◆ Dataset records ◆
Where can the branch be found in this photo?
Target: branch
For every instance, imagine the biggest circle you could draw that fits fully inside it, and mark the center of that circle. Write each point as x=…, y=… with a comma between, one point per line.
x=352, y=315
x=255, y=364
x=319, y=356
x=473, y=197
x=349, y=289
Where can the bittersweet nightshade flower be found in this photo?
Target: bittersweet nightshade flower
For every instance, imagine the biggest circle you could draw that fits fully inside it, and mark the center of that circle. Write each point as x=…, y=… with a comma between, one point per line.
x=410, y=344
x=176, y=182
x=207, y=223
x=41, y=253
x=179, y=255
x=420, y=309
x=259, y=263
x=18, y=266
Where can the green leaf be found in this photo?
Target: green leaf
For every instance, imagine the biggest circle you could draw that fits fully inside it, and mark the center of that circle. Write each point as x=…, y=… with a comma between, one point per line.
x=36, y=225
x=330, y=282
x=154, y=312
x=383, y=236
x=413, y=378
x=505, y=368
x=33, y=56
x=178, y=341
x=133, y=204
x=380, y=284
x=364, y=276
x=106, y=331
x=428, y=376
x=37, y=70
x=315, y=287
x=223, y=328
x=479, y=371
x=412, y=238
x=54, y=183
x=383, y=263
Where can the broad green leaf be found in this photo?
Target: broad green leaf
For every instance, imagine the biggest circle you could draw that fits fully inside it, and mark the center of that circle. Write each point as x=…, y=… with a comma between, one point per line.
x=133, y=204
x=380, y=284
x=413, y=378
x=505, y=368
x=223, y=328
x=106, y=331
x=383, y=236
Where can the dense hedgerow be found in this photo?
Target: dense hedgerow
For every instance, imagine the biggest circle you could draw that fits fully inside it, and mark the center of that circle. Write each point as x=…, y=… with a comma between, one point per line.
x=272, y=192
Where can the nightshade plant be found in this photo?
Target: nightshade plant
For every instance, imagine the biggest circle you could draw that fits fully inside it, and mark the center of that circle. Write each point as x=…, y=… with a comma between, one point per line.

◆ Exercise ◆
Write out the records above again, keeping each one identical to the original.

◆ Result of this task ◆
Where can the branch be found in this photo?
Target: branch
For every instance, imagine the biggest circle you could draw that fits fully inside it, and mark the center of that circle. Write each point as x=…, y=… with a comma between, one point per line.
x=352, y=315
x=255, y=364
x=319, y=356
x=473, y=197
x=349, y=289
Where can the bittersweet nightshade flower be found in this photo?
Target: bittersweet nightshade flower
For every instance, imagine the biggest circle you could draw that fits fully inside it, and mark the center of that circle. Write each point as x=…, y=… with a comma between, one point per line.
x=410, y=344
x=176, y=182
x=207, y=223
x=41, y=253
x=179, y=255
x=420, y=309
x=259, y=263
x=18, y=266
Where can the green leaf be found in this photo?
Target: green leaf
For every instance, imagine the biggest circle you could draw that fits fully inside it, and mark the center of that circle. Write each point as x=…, y=… with a comma between, one point per line.
x=36, y=225
x=330, y=282
x=154, y=312
x=383, y=236
x=413, y=378
x=505, y=368
x=33, y=56
x=178, y=341
x=133, y=204
x=380, y=284
x=364, y=276
x=106, y=331
x=428, y=376
x=37, y=70
x=315, y=287
x=223, y=328
x=479, y=371
x=412, y=238
x=54, y=183
x=383, y=263
Where can the broad green leaf be found in this photo?
Target: broad green leaf
For every instance, imagine the biggest circle you could draw that fits fully inside it, and mark the center of that circle. Write each point as x=…, y=… with a comma between, one point per line.
x=133, y=204
x=380, y=284
x=413, y=378
x=505, y=368
x=223, y=328
x=106, y=331
x=383, y=236
Where can the dense hedgerow be found in this photo?
Target: dense hedgerow
For every instance, imagine the biggest circle you could draw that fits fully inside it, and mark the center of that circle. Write each point as x=…, y=… with a comma between, one point per line.
x=272, y=192
Where can the nightshade plant be found in this photo?
Target: nightshade plant
For every instance, imagine the biggest circle you could draw that fits fully inside it, and mark the center of that circle. Write each point as x=…, y=… with a comma between, one point per line.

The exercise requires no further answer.